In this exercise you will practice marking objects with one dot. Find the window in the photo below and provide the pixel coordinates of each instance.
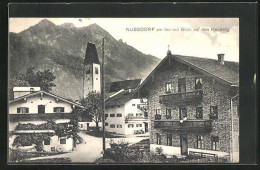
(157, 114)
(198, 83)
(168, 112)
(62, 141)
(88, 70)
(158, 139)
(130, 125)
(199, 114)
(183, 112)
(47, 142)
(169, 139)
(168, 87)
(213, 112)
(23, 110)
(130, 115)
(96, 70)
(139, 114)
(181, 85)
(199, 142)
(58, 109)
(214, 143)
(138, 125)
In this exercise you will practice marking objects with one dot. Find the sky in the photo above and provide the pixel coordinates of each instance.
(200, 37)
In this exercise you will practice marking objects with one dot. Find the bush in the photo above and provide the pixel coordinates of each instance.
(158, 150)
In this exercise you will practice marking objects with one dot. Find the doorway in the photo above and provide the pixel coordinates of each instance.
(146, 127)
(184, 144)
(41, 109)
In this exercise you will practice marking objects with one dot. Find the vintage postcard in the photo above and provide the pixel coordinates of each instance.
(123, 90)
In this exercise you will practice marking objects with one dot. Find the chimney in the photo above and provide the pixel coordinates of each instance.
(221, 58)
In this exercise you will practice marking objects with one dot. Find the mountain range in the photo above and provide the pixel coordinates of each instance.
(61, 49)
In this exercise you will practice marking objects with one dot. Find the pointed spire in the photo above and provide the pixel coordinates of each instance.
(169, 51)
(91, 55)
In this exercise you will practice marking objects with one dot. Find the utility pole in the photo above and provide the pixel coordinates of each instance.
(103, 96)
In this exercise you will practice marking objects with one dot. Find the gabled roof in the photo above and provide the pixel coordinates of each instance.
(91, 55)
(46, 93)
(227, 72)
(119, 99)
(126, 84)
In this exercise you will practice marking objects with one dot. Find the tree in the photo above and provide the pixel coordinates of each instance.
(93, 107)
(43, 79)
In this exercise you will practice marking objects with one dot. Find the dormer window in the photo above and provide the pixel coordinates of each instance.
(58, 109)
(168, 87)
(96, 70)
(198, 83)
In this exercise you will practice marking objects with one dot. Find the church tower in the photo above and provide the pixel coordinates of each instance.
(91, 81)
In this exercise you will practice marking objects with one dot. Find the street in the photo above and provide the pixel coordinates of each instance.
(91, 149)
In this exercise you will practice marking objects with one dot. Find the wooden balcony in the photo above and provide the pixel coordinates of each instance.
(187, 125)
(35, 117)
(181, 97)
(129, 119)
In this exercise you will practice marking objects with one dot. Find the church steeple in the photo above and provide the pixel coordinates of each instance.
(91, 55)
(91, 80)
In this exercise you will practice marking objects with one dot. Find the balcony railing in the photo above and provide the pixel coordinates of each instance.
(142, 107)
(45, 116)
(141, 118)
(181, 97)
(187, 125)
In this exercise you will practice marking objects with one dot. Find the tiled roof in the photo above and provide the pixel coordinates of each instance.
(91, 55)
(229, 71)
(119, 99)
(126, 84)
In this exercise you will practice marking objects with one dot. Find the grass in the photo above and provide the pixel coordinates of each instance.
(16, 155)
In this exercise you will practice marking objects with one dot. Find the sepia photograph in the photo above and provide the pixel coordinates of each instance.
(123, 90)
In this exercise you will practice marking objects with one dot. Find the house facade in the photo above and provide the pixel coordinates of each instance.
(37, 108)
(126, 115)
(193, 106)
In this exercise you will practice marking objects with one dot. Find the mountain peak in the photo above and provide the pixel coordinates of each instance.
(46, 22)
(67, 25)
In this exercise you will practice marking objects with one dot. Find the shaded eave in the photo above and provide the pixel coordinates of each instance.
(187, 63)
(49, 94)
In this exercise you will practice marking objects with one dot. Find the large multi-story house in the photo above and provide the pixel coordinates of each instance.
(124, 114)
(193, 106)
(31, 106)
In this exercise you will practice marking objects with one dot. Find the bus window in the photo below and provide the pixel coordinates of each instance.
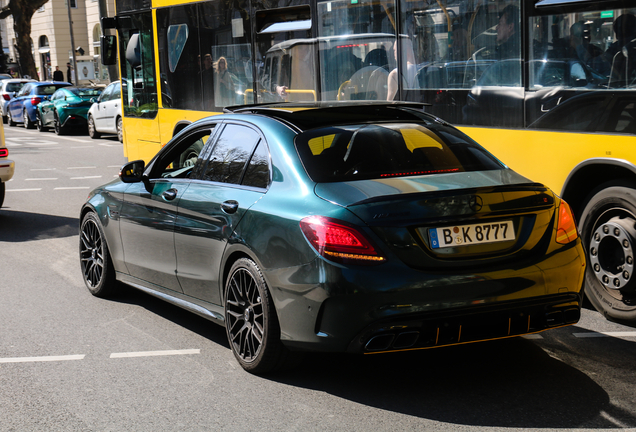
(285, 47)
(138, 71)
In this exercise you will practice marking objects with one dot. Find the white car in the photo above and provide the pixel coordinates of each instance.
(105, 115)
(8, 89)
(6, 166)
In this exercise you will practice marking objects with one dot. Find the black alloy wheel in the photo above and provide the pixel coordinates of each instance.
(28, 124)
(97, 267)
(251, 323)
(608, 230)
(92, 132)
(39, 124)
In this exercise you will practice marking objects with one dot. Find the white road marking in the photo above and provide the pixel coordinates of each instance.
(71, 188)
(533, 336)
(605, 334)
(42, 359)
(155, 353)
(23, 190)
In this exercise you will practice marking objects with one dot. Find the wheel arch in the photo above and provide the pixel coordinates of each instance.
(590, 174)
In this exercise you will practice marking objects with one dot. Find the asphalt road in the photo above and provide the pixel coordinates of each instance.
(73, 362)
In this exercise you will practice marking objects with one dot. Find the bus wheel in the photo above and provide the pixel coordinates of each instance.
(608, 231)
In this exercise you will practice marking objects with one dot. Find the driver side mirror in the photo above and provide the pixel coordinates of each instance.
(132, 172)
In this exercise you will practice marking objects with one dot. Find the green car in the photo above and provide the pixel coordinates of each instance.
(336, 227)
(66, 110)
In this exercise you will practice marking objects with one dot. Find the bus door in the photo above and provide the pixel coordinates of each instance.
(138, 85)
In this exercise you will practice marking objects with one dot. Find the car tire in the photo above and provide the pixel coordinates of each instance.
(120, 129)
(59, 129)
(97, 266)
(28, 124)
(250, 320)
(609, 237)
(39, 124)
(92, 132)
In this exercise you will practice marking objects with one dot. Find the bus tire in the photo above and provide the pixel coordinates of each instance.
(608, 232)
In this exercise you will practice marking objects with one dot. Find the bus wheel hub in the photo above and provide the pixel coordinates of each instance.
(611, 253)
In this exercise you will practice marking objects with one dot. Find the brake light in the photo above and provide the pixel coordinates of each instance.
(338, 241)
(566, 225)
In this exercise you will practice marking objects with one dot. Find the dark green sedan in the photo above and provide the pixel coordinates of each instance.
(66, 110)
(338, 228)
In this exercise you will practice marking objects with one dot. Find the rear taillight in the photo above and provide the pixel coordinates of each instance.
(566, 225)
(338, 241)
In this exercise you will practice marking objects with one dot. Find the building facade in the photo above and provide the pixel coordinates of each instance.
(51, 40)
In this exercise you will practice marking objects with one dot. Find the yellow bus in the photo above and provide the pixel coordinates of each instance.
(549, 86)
==
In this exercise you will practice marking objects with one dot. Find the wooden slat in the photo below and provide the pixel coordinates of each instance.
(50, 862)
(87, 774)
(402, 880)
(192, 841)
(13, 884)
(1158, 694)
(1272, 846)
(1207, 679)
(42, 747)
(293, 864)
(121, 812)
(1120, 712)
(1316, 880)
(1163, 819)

■ What is expected
State how many lines in the listing above contain the word "white". Give only the number.

■ Solved exercise
2